▸ 課題 1: 下にある参議院調査会の会議録から、「少子高齢社会に関する調査のう」から「自由民主党、山谷えり子でございます。」までの部分を、一字一句変えずに書き出してください。

▸ 本文:
"""
2005年度活動報告

参議院 少子高齢社会に関する調査会
平成17年10月26日(水曜日)

- 会長(清水嘉与子君)
 少子高齢社会に関する調査のうち、「少子高齢社会への対応の在り方について」を議題といたします。
 本日は、少子高齢社会の課題と対策に関する件のうち、団塊世代の諸課題について参考人から意見を聴取いたします。
 本日は、作家・元経済企画庁長官堺屋太一さん、株式会社博報堂生活総合研究所エグゼクティブフェロー・東京経済大学コミュニケーション学部教授関沢英彦さん及び株式会社大和総研資本市場調査部主任研究員鈴木準さんに参考人として御出席をいただいております。
- 山谷えり子君
 自由民主党、山谷えり子でございます。
 三人の諸先生方、示唆に富むお話ありがとうございました。
"""
記録:
"""
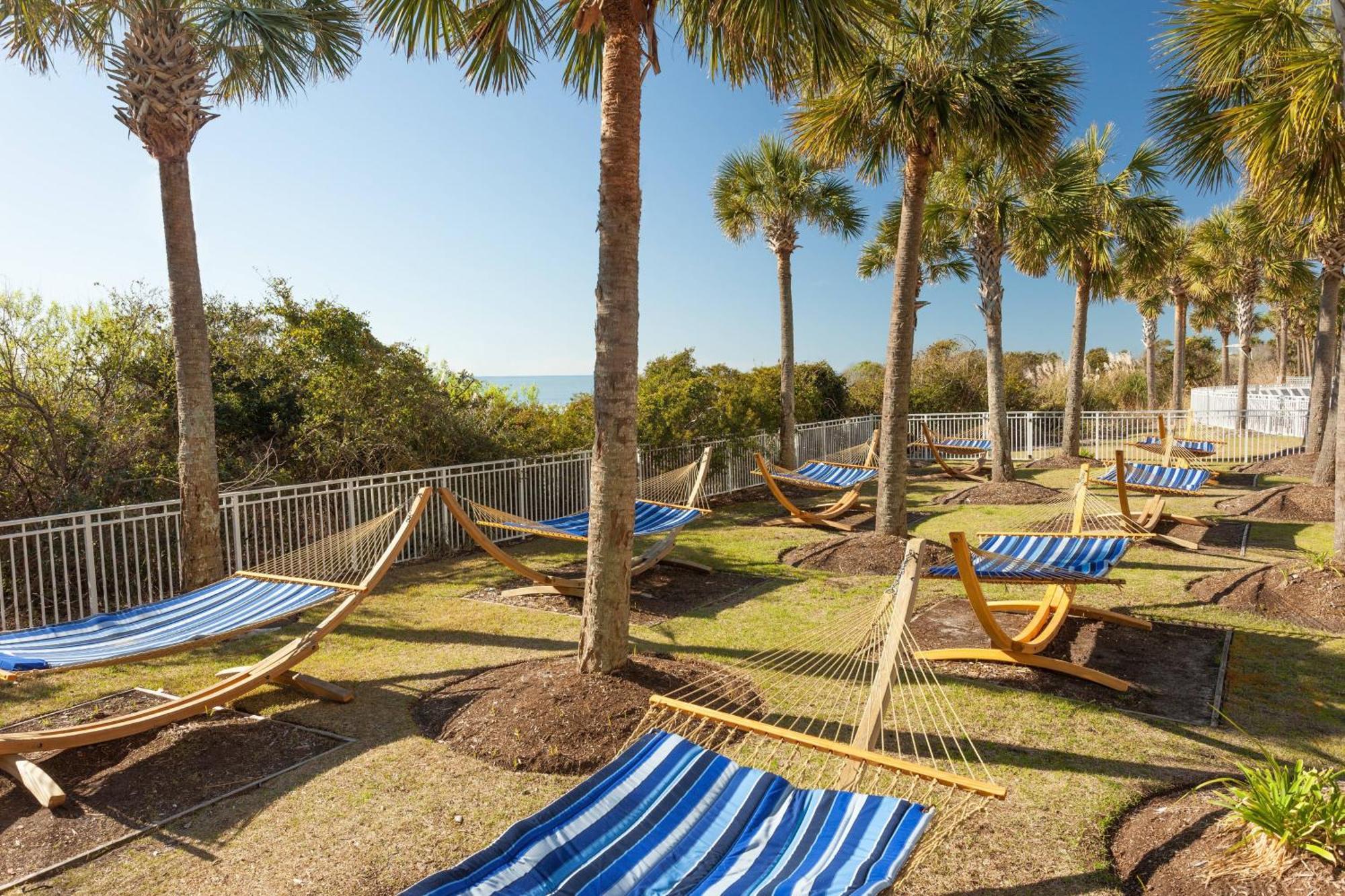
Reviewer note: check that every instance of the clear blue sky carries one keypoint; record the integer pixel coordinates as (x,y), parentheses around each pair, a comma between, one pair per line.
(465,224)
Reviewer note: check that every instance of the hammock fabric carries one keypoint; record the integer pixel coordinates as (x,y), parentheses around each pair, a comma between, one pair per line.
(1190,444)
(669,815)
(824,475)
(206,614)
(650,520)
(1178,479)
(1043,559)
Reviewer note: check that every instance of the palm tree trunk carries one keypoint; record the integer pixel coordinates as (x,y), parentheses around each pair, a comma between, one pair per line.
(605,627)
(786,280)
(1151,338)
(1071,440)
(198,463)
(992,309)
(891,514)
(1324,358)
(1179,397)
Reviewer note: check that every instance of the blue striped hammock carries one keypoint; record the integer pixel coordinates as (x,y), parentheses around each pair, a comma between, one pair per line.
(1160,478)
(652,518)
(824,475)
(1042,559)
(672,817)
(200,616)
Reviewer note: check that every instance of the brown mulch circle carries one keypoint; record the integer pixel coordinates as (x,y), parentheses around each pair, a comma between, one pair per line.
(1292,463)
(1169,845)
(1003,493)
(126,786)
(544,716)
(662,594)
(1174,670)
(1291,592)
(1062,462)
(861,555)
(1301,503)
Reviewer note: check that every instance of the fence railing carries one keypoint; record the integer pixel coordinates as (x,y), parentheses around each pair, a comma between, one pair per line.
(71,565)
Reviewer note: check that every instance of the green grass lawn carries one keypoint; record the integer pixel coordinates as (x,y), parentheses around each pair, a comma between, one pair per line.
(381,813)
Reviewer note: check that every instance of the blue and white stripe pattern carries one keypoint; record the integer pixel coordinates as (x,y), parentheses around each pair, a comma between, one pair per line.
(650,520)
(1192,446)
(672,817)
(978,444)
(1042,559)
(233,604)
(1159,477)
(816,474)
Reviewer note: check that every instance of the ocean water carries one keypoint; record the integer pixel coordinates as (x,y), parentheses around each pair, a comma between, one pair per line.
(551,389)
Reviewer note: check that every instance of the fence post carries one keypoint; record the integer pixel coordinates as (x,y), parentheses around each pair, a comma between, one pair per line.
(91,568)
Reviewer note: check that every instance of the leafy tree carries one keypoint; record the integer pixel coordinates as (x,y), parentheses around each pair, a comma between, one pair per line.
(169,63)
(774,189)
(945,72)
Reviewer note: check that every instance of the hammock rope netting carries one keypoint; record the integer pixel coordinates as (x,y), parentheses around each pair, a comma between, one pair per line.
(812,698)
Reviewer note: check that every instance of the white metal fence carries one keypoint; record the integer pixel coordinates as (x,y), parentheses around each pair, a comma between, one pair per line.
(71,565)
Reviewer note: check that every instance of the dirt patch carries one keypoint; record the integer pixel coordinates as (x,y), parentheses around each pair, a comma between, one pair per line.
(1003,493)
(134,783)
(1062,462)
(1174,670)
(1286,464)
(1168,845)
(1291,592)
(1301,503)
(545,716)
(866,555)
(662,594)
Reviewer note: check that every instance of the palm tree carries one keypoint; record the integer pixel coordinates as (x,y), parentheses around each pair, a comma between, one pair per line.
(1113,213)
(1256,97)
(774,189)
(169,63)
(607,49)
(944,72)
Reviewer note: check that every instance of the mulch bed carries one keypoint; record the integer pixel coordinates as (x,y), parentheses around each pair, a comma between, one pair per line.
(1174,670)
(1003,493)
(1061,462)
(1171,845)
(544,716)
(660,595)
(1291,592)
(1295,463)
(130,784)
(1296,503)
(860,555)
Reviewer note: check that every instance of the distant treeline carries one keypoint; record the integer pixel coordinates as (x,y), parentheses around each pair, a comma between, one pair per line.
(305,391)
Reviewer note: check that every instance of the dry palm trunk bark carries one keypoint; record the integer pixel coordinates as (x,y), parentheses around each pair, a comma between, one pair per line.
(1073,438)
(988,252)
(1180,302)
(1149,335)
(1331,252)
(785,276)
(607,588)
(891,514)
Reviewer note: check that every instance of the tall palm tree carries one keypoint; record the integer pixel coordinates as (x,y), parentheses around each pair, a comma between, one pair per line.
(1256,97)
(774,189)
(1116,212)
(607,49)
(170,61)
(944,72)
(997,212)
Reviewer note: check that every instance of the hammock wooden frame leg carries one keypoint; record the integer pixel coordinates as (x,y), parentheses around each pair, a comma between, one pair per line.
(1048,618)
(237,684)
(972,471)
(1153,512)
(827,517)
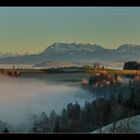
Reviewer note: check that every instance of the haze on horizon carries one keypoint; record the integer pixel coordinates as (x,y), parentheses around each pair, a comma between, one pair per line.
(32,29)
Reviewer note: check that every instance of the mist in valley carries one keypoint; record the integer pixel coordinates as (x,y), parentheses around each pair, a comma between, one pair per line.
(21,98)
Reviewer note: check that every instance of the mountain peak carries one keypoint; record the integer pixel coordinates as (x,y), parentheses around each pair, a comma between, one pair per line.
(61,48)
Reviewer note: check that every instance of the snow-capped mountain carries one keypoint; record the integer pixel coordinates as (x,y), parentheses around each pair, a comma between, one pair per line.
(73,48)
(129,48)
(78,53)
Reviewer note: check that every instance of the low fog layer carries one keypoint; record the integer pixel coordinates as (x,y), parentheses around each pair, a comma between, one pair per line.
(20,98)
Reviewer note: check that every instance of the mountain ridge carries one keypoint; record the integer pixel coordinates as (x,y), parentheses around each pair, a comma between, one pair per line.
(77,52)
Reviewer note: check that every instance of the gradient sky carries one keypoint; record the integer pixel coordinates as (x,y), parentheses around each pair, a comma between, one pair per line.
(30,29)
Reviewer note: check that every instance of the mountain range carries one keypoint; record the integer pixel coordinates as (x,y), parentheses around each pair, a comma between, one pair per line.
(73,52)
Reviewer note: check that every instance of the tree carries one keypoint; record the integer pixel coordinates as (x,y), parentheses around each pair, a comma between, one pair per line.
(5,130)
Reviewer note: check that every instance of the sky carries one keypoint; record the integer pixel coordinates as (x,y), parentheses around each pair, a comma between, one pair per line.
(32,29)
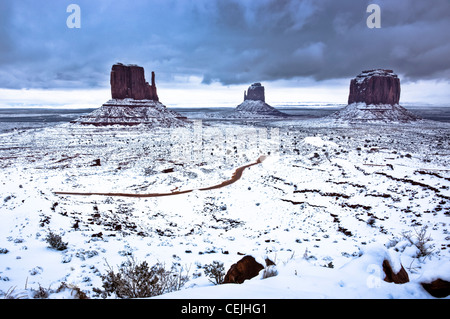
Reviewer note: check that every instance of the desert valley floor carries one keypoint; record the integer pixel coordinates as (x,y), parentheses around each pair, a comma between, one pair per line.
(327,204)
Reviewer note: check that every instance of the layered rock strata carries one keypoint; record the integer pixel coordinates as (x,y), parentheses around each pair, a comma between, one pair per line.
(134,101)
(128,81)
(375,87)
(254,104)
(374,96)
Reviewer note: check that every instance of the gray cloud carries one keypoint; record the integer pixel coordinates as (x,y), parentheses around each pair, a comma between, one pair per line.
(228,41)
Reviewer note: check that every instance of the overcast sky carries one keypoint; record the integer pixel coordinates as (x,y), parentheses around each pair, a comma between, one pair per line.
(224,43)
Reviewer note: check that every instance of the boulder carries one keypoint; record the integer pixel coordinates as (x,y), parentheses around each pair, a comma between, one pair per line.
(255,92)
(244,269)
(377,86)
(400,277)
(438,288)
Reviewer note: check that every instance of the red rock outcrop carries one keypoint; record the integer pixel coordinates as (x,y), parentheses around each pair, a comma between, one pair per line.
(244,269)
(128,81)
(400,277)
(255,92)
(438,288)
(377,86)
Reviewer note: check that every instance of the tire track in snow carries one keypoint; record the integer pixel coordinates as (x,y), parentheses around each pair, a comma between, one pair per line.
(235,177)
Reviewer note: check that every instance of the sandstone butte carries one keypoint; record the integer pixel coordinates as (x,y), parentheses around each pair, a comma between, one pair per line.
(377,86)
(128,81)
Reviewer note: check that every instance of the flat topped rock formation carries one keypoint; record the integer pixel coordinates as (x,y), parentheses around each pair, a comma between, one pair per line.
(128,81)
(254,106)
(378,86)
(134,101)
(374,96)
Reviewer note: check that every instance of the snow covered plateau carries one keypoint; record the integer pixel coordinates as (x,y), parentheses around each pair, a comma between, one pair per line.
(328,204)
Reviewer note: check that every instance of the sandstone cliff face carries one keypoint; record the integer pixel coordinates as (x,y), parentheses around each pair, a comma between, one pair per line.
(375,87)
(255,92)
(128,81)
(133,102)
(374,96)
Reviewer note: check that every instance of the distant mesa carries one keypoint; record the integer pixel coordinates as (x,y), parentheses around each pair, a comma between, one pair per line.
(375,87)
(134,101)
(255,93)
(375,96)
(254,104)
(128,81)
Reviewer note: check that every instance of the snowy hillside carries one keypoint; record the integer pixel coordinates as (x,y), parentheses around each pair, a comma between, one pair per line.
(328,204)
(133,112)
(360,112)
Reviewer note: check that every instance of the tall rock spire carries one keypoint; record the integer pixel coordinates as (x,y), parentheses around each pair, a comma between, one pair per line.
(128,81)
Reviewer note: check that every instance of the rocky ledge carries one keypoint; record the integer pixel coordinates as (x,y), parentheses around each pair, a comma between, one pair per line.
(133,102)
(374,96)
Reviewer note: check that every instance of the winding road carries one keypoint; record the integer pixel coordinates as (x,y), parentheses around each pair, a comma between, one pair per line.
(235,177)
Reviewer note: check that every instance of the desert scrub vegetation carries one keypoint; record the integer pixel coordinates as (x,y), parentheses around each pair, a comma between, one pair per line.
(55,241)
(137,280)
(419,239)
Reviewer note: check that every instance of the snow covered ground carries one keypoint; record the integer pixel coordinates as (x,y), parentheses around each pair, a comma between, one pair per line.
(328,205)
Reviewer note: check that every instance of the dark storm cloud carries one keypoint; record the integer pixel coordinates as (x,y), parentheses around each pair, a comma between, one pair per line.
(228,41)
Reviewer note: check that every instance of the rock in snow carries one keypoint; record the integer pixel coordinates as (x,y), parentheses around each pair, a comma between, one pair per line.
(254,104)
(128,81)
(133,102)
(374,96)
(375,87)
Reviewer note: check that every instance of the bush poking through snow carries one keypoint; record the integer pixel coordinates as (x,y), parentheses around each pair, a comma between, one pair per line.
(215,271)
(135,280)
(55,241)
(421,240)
"""
▸ 課題 2: 上の記録のうち、「snow covered ground」を含む行から記録の最後までを、空行は除いて1行を1つの文字列とし、JSONの文字列リストとして示してください。

▸ 出力結果 1:
少子高齢社会に関する調査のうち、「少子高齢社会への対応の在り方について」を議題といたします。
 本日は、少子高齢社会の課題と対策に関する件のうち、団塊世代の諸課題について参考人から意見を聴取いたします。
 本日は、作家・元経済企画庁長官堺屋太一さん、株式会社博報堂生活総合研究所エグゼクティブフェロー・東京経済大学コミュニケーション学部教授関沢英彦さん及び株式会社大和総研資本市場調査部主任研究員鈴木準さんに参考人として御出席をいただいております。
- 山谷えり子君
 自由民主党、山谷えり子でございます。

▸ 出力結果 2:
[
  "Reviewer note: check that every instance of the snow covered ground carries one keypoint; record the integer pixel coordinates as (x,y), parentheses around each pair, a comma between, one pair per line.",
  "(328,205)",
  "Reviewer note: check that every instance of the dark storm cloud carries one keypoint; record the integer pixel coordinates as (x,y), parentheses around each pair, a comma between, one pair per line.",
  "(228,41)",
  "Reviewer note: check that every instance of the rock in snow carries one keypoint; record the integer pixel coordinates as (x,y), parentheses around each pair, a comma between, one pair per line.",
  "(254,104)",
  "(128,81)",
  "(133,102)",
  "(374,96)",
  "(375,87)",
  "Reviewer note: check that every instance of the bush poking through snow carries one keypoint; record the integer pixel coordinates as (x,y), parentheses around each pair, a comma between, one pair per line.",
  "(215,271)",
  "(135,280)",
  "(55,241)",
  "(421,240)"
]